> Exercice écrit 1
D’après le passage sur l’aérodynamique de la 919, à quelle échelle la maquette est-elle testée dans la soufflerie de Grove ?
> Exercice écrit 2
Résumez en deux phrases le passage sur l’aérodynamique de la 919.
> Exercice écrit 3
Poursuivez la rédaction du passage sur l’aérodynamique de la 919 à partir de sa dernière phrase.

> Passage extrait
==========
Pour savoir s’ils doivent privilégier la déportance ou la traînée, les ingénieurs prennent en compte plusieurs facteurs. Le profil du circuit leur fournit le gros des informations : sinuosité, topographie, qualité de l’asphalte, températures prévisibles. Depuis 2015, l’équipe dispose en outre, sur tous les circuits du Championnat du Monde d’Endurance, de ses propres données issues des performances de la 919. Avant même la conception des éléments de la carrosserie et des maquettes, les outils numériques de mécanique des fluides (computational fluid dynamics, CFD) permettent de réaliser des simulations d’interaction entre les pièces. L’étape suivante est la création de la maquette : à Grove, en Grande-Bretagne, les ingénieurs Porsche testent un modèle à l’échelle 60 % dans la soufflerie de l’écurie de Formule 1 Williams. « C’est seulement après cette étape que les composants sont produits et testés à l’échelle 1:1 », poursuit Alexander Hitzinger. « Sans cette phase dite de rapid prototyping, la production des pièces serait bien trop coûteuse et prendrait beaucoup trop de temps. »
==========
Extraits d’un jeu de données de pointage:

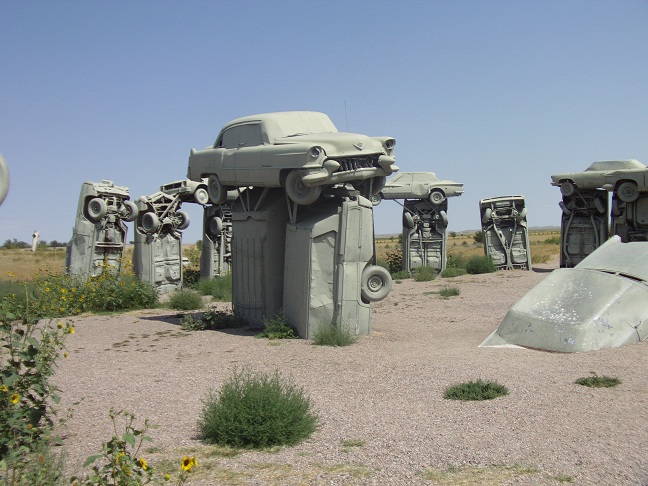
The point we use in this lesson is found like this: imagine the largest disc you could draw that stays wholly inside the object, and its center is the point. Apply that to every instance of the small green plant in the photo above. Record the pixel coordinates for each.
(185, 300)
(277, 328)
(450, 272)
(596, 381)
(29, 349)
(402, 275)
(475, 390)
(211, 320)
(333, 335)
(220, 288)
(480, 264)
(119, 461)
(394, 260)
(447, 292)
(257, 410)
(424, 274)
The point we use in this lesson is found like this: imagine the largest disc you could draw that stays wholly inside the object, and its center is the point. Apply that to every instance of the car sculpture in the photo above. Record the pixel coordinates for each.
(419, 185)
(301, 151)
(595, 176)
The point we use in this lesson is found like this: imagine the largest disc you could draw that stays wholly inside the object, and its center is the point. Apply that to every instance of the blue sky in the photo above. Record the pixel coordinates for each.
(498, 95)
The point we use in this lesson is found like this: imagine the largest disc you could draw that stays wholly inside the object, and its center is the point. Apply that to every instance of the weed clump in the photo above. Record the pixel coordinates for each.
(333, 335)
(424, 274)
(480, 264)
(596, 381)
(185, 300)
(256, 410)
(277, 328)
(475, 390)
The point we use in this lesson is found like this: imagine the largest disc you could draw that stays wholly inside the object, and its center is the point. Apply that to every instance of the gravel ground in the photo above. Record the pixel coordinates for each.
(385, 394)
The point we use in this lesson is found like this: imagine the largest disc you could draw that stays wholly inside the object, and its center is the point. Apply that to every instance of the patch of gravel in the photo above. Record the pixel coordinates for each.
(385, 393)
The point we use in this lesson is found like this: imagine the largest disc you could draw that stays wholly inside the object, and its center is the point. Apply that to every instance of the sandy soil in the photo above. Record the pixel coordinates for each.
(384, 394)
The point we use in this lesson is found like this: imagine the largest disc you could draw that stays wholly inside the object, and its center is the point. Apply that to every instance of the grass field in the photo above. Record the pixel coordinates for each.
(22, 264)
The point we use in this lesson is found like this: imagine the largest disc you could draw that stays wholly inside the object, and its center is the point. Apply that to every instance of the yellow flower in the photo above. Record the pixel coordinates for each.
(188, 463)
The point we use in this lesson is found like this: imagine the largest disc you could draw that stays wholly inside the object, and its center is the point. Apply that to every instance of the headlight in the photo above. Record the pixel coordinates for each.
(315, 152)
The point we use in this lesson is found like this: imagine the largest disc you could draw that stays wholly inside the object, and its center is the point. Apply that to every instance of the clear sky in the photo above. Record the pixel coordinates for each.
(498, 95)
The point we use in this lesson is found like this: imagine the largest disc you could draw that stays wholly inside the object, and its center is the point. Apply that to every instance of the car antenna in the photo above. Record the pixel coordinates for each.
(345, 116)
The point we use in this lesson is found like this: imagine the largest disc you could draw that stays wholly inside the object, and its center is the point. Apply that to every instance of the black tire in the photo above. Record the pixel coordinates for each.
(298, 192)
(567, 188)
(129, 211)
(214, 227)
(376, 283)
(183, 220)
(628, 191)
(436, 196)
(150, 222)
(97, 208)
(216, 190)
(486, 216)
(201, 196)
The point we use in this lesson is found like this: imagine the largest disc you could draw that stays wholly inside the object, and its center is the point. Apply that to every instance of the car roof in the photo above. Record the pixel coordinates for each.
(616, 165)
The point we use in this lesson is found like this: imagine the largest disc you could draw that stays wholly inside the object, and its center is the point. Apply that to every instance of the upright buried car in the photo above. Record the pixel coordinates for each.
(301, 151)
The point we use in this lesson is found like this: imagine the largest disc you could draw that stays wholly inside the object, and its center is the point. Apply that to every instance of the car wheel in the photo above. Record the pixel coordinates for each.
==========
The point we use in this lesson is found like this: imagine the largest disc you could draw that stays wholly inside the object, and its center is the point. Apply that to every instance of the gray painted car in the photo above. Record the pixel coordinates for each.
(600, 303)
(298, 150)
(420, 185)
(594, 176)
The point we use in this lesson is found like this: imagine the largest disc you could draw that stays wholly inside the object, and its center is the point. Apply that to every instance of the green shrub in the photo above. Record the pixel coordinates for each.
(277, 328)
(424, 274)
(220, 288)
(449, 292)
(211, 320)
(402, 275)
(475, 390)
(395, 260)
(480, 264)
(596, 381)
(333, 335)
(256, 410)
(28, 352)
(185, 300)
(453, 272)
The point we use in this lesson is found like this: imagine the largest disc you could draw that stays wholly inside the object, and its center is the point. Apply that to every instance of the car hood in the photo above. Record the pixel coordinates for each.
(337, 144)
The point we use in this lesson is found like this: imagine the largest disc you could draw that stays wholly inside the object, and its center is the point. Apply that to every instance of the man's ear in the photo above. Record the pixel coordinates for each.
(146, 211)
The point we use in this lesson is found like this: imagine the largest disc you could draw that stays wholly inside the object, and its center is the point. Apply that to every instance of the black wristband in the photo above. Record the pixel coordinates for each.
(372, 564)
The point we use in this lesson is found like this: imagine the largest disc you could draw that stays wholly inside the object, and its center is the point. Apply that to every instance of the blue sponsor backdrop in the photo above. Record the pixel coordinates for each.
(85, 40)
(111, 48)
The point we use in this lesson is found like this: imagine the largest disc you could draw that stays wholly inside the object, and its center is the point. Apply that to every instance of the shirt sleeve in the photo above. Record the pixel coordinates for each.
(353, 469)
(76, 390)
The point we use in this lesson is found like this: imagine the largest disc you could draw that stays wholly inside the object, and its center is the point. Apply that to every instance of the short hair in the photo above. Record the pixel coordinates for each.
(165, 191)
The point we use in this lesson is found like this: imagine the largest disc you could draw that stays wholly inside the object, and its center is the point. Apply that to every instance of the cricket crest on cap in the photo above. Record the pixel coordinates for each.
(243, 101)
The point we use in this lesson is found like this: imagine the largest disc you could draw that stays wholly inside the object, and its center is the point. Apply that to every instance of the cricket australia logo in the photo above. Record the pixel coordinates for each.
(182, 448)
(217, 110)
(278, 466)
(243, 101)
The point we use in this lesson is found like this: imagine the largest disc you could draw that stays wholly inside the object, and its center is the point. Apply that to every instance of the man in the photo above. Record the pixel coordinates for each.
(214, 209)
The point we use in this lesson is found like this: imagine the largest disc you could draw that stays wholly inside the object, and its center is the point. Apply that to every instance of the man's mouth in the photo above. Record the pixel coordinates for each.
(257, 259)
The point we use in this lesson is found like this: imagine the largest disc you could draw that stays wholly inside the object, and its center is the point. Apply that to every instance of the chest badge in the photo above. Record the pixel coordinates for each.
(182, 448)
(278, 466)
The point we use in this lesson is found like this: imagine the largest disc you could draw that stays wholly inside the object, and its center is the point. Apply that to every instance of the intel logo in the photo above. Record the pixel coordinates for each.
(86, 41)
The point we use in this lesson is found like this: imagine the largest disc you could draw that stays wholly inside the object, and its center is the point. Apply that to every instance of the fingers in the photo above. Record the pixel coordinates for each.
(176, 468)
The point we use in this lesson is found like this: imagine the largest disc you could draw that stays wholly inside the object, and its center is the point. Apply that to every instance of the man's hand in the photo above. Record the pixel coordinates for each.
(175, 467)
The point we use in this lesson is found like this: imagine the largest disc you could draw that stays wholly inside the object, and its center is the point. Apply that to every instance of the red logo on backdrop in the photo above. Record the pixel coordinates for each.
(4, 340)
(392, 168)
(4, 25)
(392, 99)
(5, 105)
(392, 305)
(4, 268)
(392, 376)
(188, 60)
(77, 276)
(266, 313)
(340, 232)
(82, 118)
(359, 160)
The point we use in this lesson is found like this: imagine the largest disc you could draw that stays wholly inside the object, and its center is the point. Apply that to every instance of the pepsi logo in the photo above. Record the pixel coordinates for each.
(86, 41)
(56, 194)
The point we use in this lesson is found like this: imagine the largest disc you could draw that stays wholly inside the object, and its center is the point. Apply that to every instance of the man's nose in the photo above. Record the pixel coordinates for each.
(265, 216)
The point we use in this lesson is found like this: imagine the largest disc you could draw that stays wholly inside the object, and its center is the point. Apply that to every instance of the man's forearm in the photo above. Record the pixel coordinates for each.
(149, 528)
==========
> Réponse attendue 1
À l’échelle 60 %.

> Réponse attendue 2
Pour choisir entre déportance et traînée, les ingénieurs s’appuient sur le profil du circuit et, depuis 2015, sur leurs propres données de la 919 recueillies sur tous les circuits du Championnat du Monde d’Endurance. Les pièces sont d’abord simulées par CFD, puis une maquette à l’échelle 60 % passe en soufflerie à Grove avant la production et les essais à l’échelle 1:1, une phase de rapid prototyping qui évite des coûts et des délais excessifs.

> Réponse attendue 3
Le département de sport automobile de Weissach bénéficie en outre d’un avantage non négligeable : la version 2015 a déjà largement profité de la nouvelle soufflerie du Centre de développement de Porsche, dans lequel la voiture peut être testée à taille réelle. « Dès le mois de décembre 2014, nous avons pu y réaliser un grand nombre d’améliorations grâce à la comparaison des données CFD et des résultats obtenus en soufflerie, ainsi qu’au travail de détail sur les petits composants », précise Alexander Hitzinger. Le sport automobile et le développement de série sont ainsi toujours plus étroitement liés, même en matière d’aérodynamisme. C’est un travail d’équipe qui promet chaque jour d’apporter au projet un souffle nouveau.

Lorsque le prototype remporte les 24 Heures du Mans en juin 2015, les concepteurs planchent déjà sur son successeur. On a peu d’informations sur la troisième génération de la Porsche 919 Hybrid, mais une chose est sûre : le moteur turbo downsizé essence 4 cylindres de 2 litres et les deux systèmes innovants de récupération de l’énergie seront conservés. « Dans leur concept de base en tout cas », déclare Alexander Hitzinger d’un air ingénu. Le message est clair : là encore, dans le détail rien n’est figé, on peut toujours faire mieux.